(Work request) Give back each entry word for word, but drop the images.

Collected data
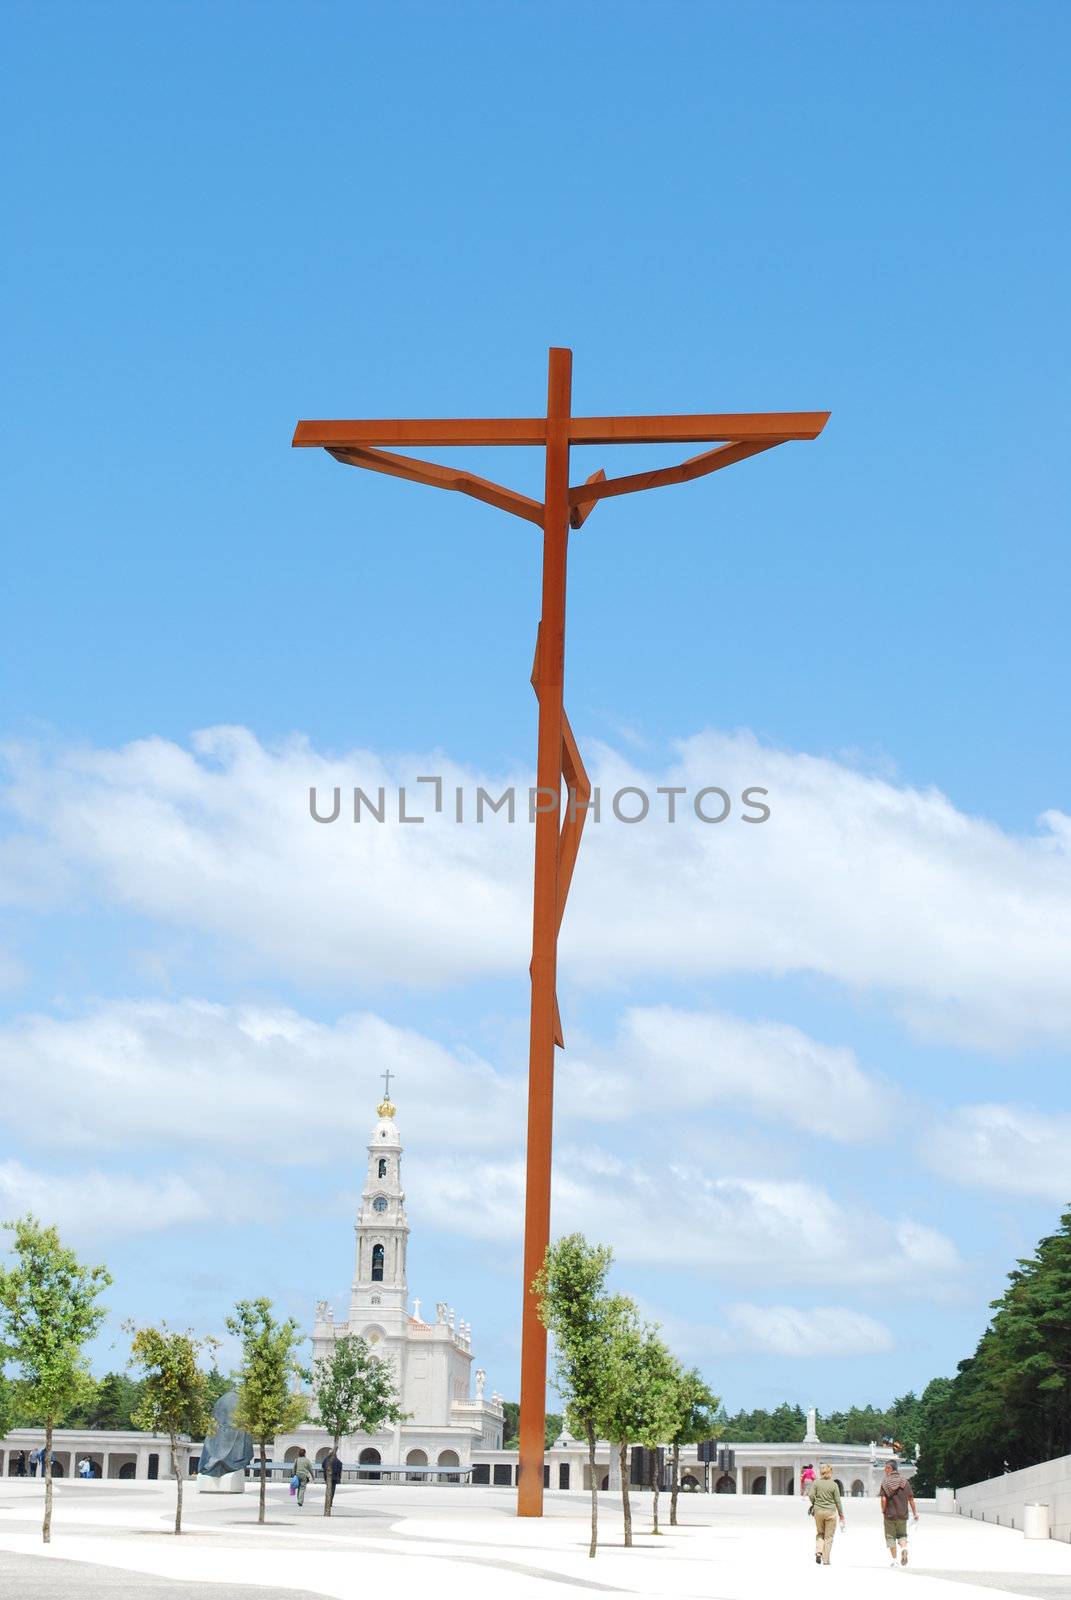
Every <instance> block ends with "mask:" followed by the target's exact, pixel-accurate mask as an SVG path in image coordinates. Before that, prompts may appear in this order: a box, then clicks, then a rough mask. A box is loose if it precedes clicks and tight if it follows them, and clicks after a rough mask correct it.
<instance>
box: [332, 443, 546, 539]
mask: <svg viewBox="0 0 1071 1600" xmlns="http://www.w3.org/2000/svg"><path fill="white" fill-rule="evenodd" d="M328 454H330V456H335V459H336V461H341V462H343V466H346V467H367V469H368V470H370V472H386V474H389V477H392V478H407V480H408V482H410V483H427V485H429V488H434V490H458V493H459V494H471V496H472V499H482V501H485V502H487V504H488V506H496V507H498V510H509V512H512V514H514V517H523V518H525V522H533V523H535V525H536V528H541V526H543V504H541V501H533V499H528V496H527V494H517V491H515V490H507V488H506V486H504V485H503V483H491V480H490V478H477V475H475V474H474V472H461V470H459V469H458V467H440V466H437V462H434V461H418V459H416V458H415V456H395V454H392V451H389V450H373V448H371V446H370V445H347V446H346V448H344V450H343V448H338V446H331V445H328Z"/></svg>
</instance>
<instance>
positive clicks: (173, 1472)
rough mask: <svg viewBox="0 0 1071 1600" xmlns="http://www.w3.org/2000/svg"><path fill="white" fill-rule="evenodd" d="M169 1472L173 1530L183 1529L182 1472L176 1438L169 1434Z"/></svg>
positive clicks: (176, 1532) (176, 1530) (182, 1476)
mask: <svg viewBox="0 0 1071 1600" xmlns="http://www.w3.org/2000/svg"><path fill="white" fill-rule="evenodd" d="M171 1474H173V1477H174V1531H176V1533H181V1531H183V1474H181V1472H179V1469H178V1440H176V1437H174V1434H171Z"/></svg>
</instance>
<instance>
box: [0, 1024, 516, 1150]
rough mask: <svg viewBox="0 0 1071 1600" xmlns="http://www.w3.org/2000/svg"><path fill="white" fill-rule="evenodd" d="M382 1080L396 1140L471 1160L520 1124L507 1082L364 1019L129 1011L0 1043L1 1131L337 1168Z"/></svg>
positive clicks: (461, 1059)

(Written answer)
Every <instance> block ends with "mask:" followed by the target's exact, pixel-accurate mask as an SVG path in image coordinates. Before that, prompts may appear in this order: a box, then clicks, then a rough mask. A box is loose if it precedes clicks and tight if it follows them, and clicks after a rough mask correct it.
<instance>
box: [332, 443, 546, 539]
mask: <svg viewBox="0 0 1071 1600" xmlns="http://www.w3.org/2000/svg"><path fill="white" fill-rule="evenodd" d="M328 454H330V456H335V459H336V461H341V462H343V466H346V467H367V469H368V470H370V472H386V474H389V477H392V478H407V480H408V482H410V483H427V485H429V488H434V490H458V493H459V494H471V496H472V499H482V501H485V502H487V504H488V506H496V507H498V510H509V512H512V514H514V517H523V518H525V522H533V523H535V525H536V528H541V526H543V504H541V501H533V499H528V496H527V494H517V491H515V490H507V488H506V486H504V485H503V483H491V480H490V478H477V475H475V474H474V472H461V470H459V469H458V467H440V466H437V462H434V461H418V459H416V458H415V456H395V454H392V451H389V450H373V448H371V446H370V445H347V446H346V448H344V450H343V448H338V446H331V445H328Z"/></svg>
</instance>
<instance>
positive clicks: (173, 1472)
rough mask: <svg viewBox="0 0 1071 1600" xmlns="http://www.w3.org/2000/svg"><path fill="white" fill-rule="evenodd" d="M169 1472L173 1530L183 1529L182 1472L176 1438L169 1434Z"/></svg>
positive clicks: (176, 1532) (176, 1530) (182, 1476)
mask: <svg viewBox="0 0 1071 1600" xmlns="http://www.w3.org/2000/svg"><path fill="white" fill-rule="evenodd" d="M171 1474H173V1477H174V1531H176V1533H181V1531H183V1474H181V1472H179V1469H178V1440H176V1437H174V1434H171Z"/></svg>
</instance>
<instance>
box: [0, 1024, 516, 1150]
rough mask: <svg viewBox="0 0 1071 1600" xmlns="http://www.w3.org/2000/svg"><path fill="white" fill-rule="evenodd" d="M382 1080L396 1140L471 1160L520 1124L507 1082L364 1019L129 1011L0 1043L1 1131L337 1168Z"/></svg>
positive clicks: (461, 1059)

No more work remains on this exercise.